→ DOCUMENT EXTRACT:
___

Mayor Keisha Lance Bottoms announced the curfew during a news conference Saturday evening.
She called it a "very unusual and extreme step" after the violence that rocked Atlanta during Friday night.
Georgia's governor declared a state of emergency early Saturday to activate the state National Guard as violence flared in Atlanta.
In Friday's protests, some demonstrators smashed police cars and spray-painted the iconic logo sign at CNN headquarters downtown. Police say at least three officers were hurt and there were multiple arrests as protesters shot at officers with BB guns and threw bricks, bottles and knives.
Atlanta officials said crews were temporarily unable to reach a fire at a restaurant because of crowds of protesters.
In New York, protesters returned to the streets for a third straight day as Mayor Bill de Blasio pleaded for calm after a demonstration in Brooklyn the previous night descended into chaos that left people bloodied and vehicles burned.
On Saturday, a large crowd marched through Harlem, chanted outside a police precinct and then blocked traffic on the highway along Manhattan's East River.

___

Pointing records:
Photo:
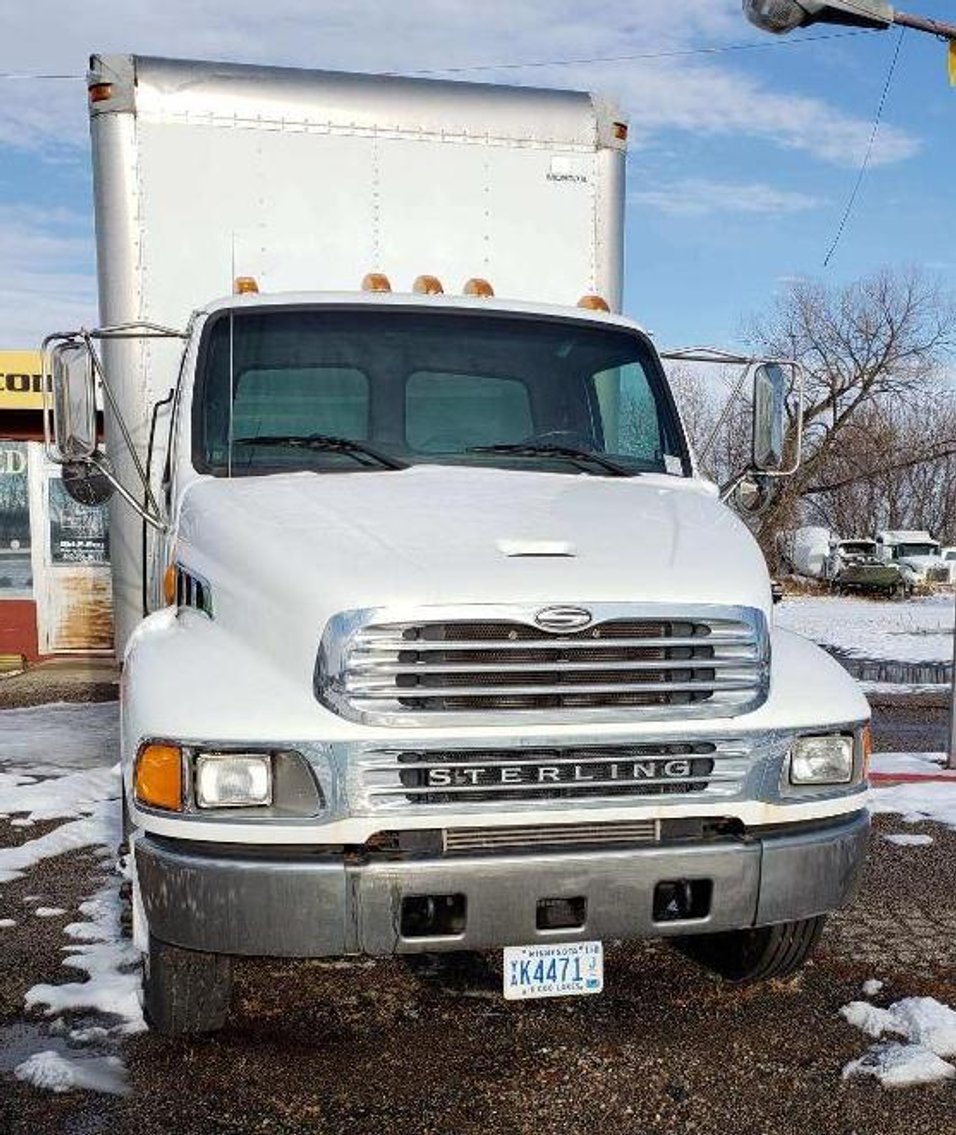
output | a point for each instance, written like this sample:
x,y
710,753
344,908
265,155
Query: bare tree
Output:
x,y
870,350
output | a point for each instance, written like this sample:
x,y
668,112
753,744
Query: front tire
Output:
x,y
743,957
185,991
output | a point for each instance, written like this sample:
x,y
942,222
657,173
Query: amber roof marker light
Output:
x,y
100,92
376,282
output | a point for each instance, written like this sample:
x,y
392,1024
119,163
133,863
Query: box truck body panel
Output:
x,y
432,658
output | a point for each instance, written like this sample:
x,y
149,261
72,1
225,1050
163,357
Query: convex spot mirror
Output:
x,y
86,484
74,402
752,494
770,395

___

→ PROBLEM TO WORK ON: Return, word for word, the passage of the protest report that begins at the words "In Friday's protests, some" and ends after the words "bottles and knives.". The pointing records play no part in what comes next.

→ OUTPUT FOR THIS EXERCISE:
In Friday's protests, some demonstrators smashed police cars and spray-painted the iconic logo sign at CNN headquarters downtown. Police say at least three officers were hurt and there were multiple arrests as protesters shot at officers with BB guns and threw bricks, bottles and knives.